### Extract
◇ ◇ ◇
Analyzing the 2% DC voltage drop rule


The solar industry is often referred to as the “solar coaster” due to its seemingly constant changes as equipment manufacturers innovate, permitting requirements fluctuate, electrical codes update, and new policies become mandate. But, like in any industry, some unwritten rules find a way to stand the test of time. In this article we will analyze one of those, the 2% DC voltage drop assumption, to see if it’s still pertinent to PV projects today.

What is the 2% voltage drop rule?

In the solar industry lexicon, 2% voltage drop has been known to system integrators as a hard rule that, when sizing conductors, the DC voltage drop should be limited to no higher than 2%. When pushed to explain why, nearly everyone answers with some form of “That’s how it’s always been done.”

While a firm 2% DC voltage drop rule is not formally written in code anywhere, it should be noted that the National Electrical Code (NEC) sections 210.19(A) Informational Note 4 (below) and 215.2(A) Informational Note 2 do recommend that voltage drop be limited in certain scenarios. Subsequent references in the Code refer back to these notes as if they were established code requirements. The only sections of code that explicitly call for voltage-drop limit are for specific sensitive or emergency equipment such as sensitive electronic equipment (NEC 647.4(D)), fire pumps (NEC 695.7), and energy storage cell terminal requirements (NEC 706.31(B)). Note that none of these special applications will apply to a typical PV system.


NEC Informational Note No. 4:
Conductors for branch circuits as defined in Article 100, sized to prevent a voltage drop exceeding 3 percent at the farthest outlet of power, heating, and lighting loads, or combinations of such loads, and where the maximum total voltage drop on both feeders and branch circuits to the farthest outlet does not exceed 5 percent, provide reasonable efficiency of operation. See Informational Note No. 2 of 215.2(A)(1) for voltage drop on feeder conductors.


Anecdotally, the rule’s origins trace back to the early days of PV installations, when modules were far more expensive and low-voltage systems were far more common. Lost voltage means lost power, and with high module prices, spending a little more money on larger-gauge wire to avoid losing very expensive power made a lot of sense (and cents). Additionally, with fewer modules in each series string, the potential for strings to drop out of the operating voltage window of the downstream inverter was of great concern. Therefore, an emphasis on voltage drop was justified to improve the overall production and operation of a PV array.

But it’s rare for such an assumption to hold true for multiple decades–especially in an industry that has shown it can dramatically change every few years–so let’s analyze the modern-day relevance of the rule and see if there is a better alternative based on today’s assumptions.

Modeling & Analyzing Voltage Drop in 2015

We should note that this is not our first analysis of the 2% DC voltage drop rule. In 2015, we sought to challenge its validity, concluding in a SolarPro magazine article that DC voltage drops based on standard test conditions (STC) didn’t hold true for real-world systems and performance.

Our 2015 analysis was based on a series of Helioscope models. To account for the vast difference in climates across the U.S., we built test sites in cities that are representative of high, medium, and low-irradiance (Phoenix, Atlanta, and Seattle) where we modeled 600V and 1000V systems using components that were consistent with the times: 305W modules with a 550kW central inverter(s).
◇ ◇ ◇
### Data lines
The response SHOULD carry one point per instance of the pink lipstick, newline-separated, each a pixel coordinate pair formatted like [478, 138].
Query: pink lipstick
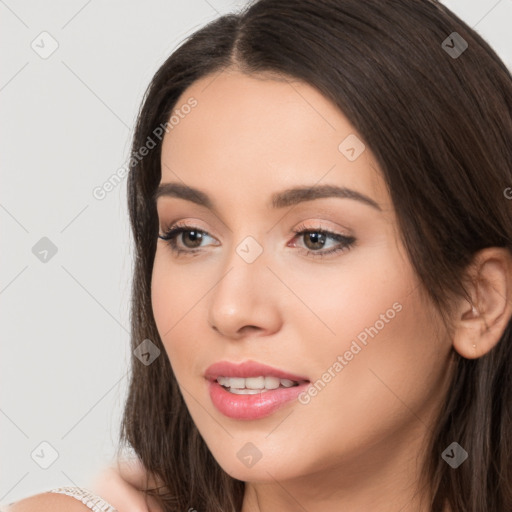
◇ ◇ ◇
### Goal
According to the voltage drop article, which three cities served as test sites in the 2015 analysis? The material is separate from the voltage drop article.

### Final result
Phoenix, Atlanta, and Seattle.